* _Work request_:
Please print the part of the Grof biography below that begins at the words "Since April 2016, he" and stops after "Breathwork workshops worldwide.".

Dr. Grof’s early research in the clinical uses of psychedelic substances was conducted at the Psychiatric Research Institute in Prague, where he was principal investigator of a program that systematically explored the heuristic and therapeutic potential of LSD and other psychedelic substances. In 1967, he received a scholarship from the Foundations Fund for Research in Psychiatry in New Haven, CT, and was invited as Clinical and Research Fellow to the Johns Hopkins University and the Research Unit of Spring Grove Hospital in Baltimore, MD.
In 1969, Dr. Grof became Assistant Professor of Psychiatry at the Johns Hopkins University and continued his research as Chief of Psychiatric Research at the Maryland Psychiatric Research Center in Catonsville, MD. In 1973, he was invited as Scholar-in-Residence to the Esalen Institute in Big Sur, California, where he developed, with his late wife Christina Grof, Holotropic Breathwork, an innovative form of experiential psychotherapy that is now being used worldwide.
Dr. Grof is the founder of the International Transpersonal Association (ITA) and for several decades served as its president. In 1993, he received an Honorary Award from the Association for Transpersonal Psychology (ATP) for major contributions to and development of the field of transpersonal psychology, given at the occasion of the 25th Anniversary Convocation held in Asilomar, California.
In 2007, he received the prestigious >VISION 97< lifetime achievement award from the Foundation of Dagmar and Václav Havel in Prague, Czechoslovakia. In 2010, he received also the Thomas R. Verny Award from the Association for Pre- and Perinatal Psychology and Health (APPPAH) for his pivotal contributions to this field. He was also invited as a consultant for special effects in the Metro Goldwyn Meyer science fiction movie Brainstorm and 20th Century Fox science fiction movie Millenium.
Currently, Dr. Grof is Professor of Psychology at the California Institute of Integral Studies (CIIS) in the Department of Philosophy, Cosmology, and Consciousness in San Francisco, CA; he has also taught at Wisdom University in Oakland, CA, and the Pacifica Graduate School in Santa Barbara.
Among his publications are over 160 articles in professional journals and the books:
The Way of the Psychonaut Vol.1 & 2, LSD: Doorway to the Numinous; Beyond the Brain; LSD Psychotherapy; The Cosmic Game; Psychology of the Future; The Ultimate Journey; When the Impossible Happens; Books of the Dead; Healing Our Deepest Wounds; Modern Consciousness Research and the Understanding of Art; Beyond Death; The Stormy Search for the Self; Spiritual Emergency; and Holotropic Breathwork (the last four with Christina Grof).
These books have been translated into twenty-two languages: German, French, Italian, Spanish, Portuguese, Dutch, Swedish, Danish, Russian, Ukrainian, Slovenian, Romanian, Czech, Polish, Bulgarian, Hungarian, Latvian, Greek, Turkish, Korean, Japanese, and Chinese.
Since April 2016, he has been happily married to Brigitte Grof. They live together in Germany and California and travel the inner and outer worlds in tandem, conducting seminars and Holotropic Breathwork workshops worldwide.

* _Extracted entries_:
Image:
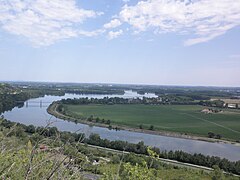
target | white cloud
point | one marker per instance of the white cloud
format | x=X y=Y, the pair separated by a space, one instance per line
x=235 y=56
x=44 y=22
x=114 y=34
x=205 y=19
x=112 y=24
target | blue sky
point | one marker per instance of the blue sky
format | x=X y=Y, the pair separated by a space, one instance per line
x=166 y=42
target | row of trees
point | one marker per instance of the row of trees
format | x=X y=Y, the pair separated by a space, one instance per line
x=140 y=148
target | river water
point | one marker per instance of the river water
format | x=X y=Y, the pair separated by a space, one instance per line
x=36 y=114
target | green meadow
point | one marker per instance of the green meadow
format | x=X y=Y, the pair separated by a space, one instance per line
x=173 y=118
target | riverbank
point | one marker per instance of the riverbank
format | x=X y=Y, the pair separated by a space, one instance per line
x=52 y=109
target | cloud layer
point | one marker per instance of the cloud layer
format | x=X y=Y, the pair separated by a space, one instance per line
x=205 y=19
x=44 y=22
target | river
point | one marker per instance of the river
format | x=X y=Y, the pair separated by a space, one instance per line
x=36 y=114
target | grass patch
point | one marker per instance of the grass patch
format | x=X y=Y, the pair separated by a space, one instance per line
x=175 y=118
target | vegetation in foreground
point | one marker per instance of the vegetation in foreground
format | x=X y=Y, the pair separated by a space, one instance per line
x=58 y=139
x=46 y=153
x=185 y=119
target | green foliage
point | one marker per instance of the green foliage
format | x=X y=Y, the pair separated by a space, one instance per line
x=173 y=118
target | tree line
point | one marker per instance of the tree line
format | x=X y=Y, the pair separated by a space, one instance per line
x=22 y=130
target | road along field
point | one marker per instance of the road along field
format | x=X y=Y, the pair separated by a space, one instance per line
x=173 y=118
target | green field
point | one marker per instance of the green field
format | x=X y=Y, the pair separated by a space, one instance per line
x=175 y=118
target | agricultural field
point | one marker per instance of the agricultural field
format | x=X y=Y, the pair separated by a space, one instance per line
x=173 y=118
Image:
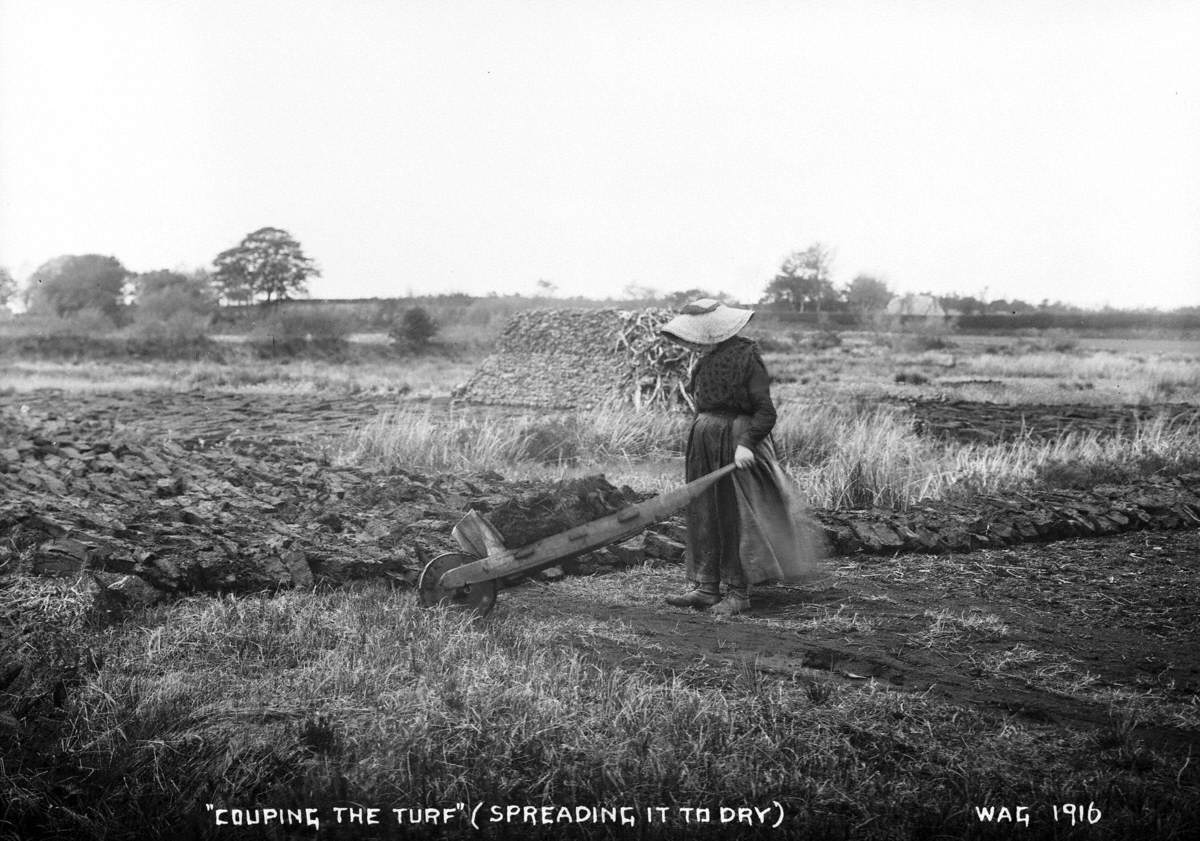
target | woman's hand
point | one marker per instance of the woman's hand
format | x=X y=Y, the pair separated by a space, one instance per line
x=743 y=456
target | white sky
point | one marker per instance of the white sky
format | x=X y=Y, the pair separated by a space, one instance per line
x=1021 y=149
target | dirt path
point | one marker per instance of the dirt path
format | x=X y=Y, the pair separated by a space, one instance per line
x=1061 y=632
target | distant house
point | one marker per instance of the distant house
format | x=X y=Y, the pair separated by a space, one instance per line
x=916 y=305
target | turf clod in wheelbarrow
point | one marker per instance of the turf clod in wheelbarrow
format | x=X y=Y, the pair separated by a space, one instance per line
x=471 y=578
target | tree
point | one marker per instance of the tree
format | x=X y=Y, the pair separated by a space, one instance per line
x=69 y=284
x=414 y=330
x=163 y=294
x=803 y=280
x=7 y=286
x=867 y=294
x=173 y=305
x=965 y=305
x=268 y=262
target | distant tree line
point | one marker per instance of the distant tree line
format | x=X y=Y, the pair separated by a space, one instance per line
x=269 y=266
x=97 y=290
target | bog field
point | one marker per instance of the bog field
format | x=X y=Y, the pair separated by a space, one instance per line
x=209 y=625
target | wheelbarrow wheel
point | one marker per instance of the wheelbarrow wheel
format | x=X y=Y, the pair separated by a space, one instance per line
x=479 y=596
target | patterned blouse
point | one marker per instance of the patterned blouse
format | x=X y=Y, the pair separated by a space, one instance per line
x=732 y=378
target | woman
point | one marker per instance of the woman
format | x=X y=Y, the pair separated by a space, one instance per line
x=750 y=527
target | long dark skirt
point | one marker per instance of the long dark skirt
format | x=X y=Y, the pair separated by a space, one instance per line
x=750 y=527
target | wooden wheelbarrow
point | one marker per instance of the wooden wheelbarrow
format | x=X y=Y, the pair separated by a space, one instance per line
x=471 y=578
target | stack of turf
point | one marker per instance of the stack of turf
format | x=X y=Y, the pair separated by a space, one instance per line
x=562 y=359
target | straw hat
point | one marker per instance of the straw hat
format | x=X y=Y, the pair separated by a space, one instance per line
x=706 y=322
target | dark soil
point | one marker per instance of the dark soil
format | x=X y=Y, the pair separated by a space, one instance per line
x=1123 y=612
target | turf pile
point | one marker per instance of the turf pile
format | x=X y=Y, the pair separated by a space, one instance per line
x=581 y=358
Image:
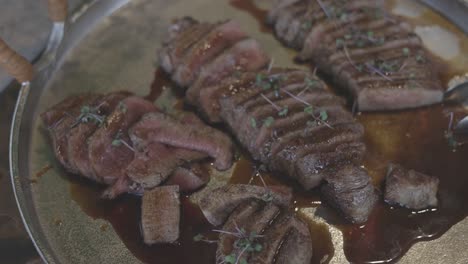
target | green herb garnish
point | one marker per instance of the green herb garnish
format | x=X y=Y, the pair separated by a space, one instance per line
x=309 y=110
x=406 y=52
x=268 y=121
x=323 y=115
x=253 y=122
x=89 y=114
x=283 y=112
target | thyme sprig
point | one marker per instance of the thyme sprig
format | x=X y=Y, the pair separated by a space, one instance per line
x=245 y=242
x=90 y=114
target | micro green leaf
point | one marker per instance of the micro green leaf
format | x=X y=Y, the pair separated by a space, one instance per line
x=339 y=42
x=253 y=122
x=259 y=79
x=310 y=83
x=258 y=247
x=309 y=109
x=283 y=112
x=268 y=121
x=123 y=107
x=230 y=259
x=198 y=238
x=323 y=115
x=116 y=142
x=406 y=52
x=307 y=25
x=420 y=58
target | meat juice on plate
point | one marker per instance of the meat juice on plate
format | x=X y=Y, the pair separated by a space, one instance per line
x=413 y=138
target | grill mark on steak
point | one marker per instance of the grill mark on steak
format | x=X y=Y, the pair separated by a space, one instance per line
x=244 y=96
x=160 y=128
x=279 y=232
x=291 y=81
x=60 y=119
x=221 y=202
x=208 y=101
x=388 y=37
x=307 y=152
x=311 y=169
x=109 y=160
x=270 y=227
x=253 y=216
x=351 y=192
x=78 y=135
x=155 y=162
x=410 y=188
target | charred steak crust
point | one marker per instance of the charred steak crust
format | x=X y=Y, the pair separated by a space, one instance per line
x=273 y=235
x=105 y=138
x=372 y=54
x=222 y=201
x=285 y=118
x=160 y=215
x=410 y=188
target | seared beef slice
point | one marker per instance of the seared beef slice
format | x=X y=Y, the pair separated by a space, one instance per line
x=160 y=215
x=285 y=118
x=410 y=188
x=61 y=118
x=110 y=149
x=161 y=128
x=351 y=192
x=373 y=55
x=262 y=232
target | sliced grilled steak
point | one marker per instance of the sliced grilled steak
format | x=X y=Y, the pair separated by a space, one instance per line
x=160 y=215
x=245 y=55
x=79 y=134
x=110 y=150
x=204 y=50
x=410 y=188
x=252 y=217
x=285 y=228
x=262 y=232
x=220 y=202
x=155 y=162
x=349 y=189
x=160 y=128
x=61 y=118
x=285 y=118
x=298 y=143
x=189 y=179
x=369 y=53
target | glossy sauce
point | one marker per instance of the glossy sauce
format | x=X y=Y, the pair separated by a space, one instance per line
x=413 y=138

* _Expected answer_:
Since April 2016, he has been happily married to Brigitte Grof. They live together in Germany and California and travel the inner and outer worlds in tandem, conducting seminars and Holotropic Breathwork workshops worldwide.